_EXERCISE REQUIREMENTS_
1. In the blog post about leaving Hong Kong, why could the writer eat only a little at the Shandaar India night?
2. Pick up the blog post about leaving Hong Kong right after its final sentence, about unloading the bags at the Mariner's Club, and keep writing it.
======== EXTRACT TO READ
This weekend was also a chance to see family and friends I hadn't seen yet, including all of my cousins (one of whom lives in Texas!). Everyone asked about Hong Kong and can't wait to see pictures (gotta get started on a photo book..) and wanted to know what is next in my life.
It is a little strange to be back home, I must admit. I never realized how GREEN Tennessee really is! I'm surrounded by vast farmland and cow pastures. Even the cities feel spread out when compared to the crammed sidewalks of Tsim Sha Tsui. Things feel familiar but unfamiliar. There are ever so slight changes in the faces of family and friends, in the towns and cities I lived in.
It has been a little hard to reflect in the last week, what with the wedding and visiting friends and family. I'm trying to get my feet back on the ground here, to get a job and find a new place to live and call home. I have that interstitial feeling that comes during a major life transition, one that has been going on for the past two years. Hopefully, with continued prayers and encouragement (and God's loving help!) I can take what I have learned about myself and mission in Hong Kong into the next phase of my life.
再見，香港!!! Paalam Hong Kong!! Selamat tinggal Hong Kong! Goodbye, Hong Kong!
The last few days have been a whirlwind of farewells and tears and lots of food.
Friday afternoon Rev. Catherine and I went to The Peninsula for their famous Afternoon Tea. It was elegant, delicious, and we enjoyed beautiful music while we sipped our tea and nibbled our scones. Sitting there in the very opulent foyer of The Pen, where so many have gathered over the years to share in this very British-yet-also-Asian ritual, I just tried to soak it all in. The music was like a mini-concert unto itself; I actually recognized a few of the tunes! I will admit to getting a little misty-eyed when they played the Tennessee Waltz. Who know I would hear my state song so far from home!
In the evening I went with some of my friends to the Shandaar India night at St. John's, a fund-raising event for the ministries of the church. The food was so good but I was still full from Tea so I could only eat a little! Can I have an extra stomach please?? So much good food here... At 8 o'clock we gathered in the Cathedral to hear a musical performance by the group tharangini. They sang songs of their own composition and a few famous ones as well. There was a group of girls, early teens I'm guessing, who performed dances to some of the songs. They were so graceful and made it look so fun (and easy!) but I know they practiced hard for the performance. Towards the end they sang Yan Sang, a famous Chinese song about life's sorrows and joys. They encouraged audience participation, and my friend Eddie started to sing along. We were sitting in the front row, and the performers noticed and motioned for him to come up onstage. He went up and sang with them! It was a great moment and everyone left the show with a big smile and a light heart.
Saturday I packed up my bags. Yes, it took a while, but I managed to get what I could stuffed into my suitcases (ok so they're mailing some thick sweaters that wouldn't fit). Rev. Catherine offered to let me stay at their place this weekend and take me to the Airport Express on Monday when I fly out. I am constantly floored by the kindness and generosity of the people around me. So after giving Kiko a great big huge and scratch behind the ears, I took one last look at my home for the last ten months and got my bags down to the sidewalk. I wrangled a taxi and then unloaded my things at the Mariner's Club.
================
======== MATERIAL PROVIDED
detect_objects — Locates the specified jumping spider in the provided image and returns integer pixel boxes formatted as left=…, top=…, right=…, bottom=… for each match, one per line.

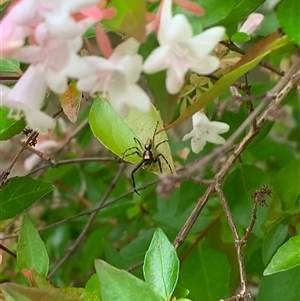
================
_RESPONSES PER TASK_
1. The writer was still full from the Afternoon Tea at The Peninsula earlier that Friday.

2.
I met up with some friends, Kyle and Crissy, and we went to Sheung Wan for my despedida at the Bethune House Extension. Oh what a party it was!! I had to fight off the tears and I don't think I've really processed the fact that I AM LEAVING yet. I said goodbye to the wonderful ladies at BH, my fellow volunteers, and Ate Cynthia and Mama Edwina. We ate, we sang karaoke (I performed the song I learned in Tagalog, "Bakit Labis Kitang Mahal"), and generally had a good time. I love singing, I love karaoke, but I tried not to hog the mic :P I even got fellow Southerner Joy to join me on a round of Boot Scootin' Boogie!
Later on I met up with my friend Alex and we took a ferry to Peng Chau island. He had been by this French place there before and wanted to try it out. Well, turns out all they had was bread, cheese, and some meats... so we got a bottle of wine and enjoyed the evening out of the city. When I got back to Rev. Catherine's I was pretty tired but I managed to get myself up for the 9AM service this morning.
I've spent the day among friends at the Cathedral, had lunch at an anniversary celebration for one of the groups that volunteers at the Give Care event. I rode the tram through the city one more time, sad that it would be my last. In the afternoon the MOVERS volunteer group had a little get together for me, complete with a farewell song and snacks. I will miss all of them!!!
At the 6pm service, Rev. Catherine and Father David said prayers for me and sent me off with kind words and a full heart. They gave me a beautiful cross and a card signed by friends at the Cathedral. After the service I went out to a lovely meal with Catherine and Stephen at a restaurant that had a beautiful view of the harbour. We arrived around 8pm so we had a great view of the light show. It was a clear night, too, so it was even more spectacular.
I spent the night at Rev. Catherine's and my friend Alex came over to keep me company as I tried to finish packing and stay up as long as possible. I slept for a couple of hours before waking at 6AM, and Stephen took me, Alex, and a Roman Catholic bishop who was staying at the Mariner's Club to the Airport Express.
Ate Cynthia met up with us at the station and we rode my last train ride through the city. I don't think it hit me until I was hugging them goodbye that I'm actually going home. I bid a tearful farewell and got myself through immigration and security without any problems (thank goodness!).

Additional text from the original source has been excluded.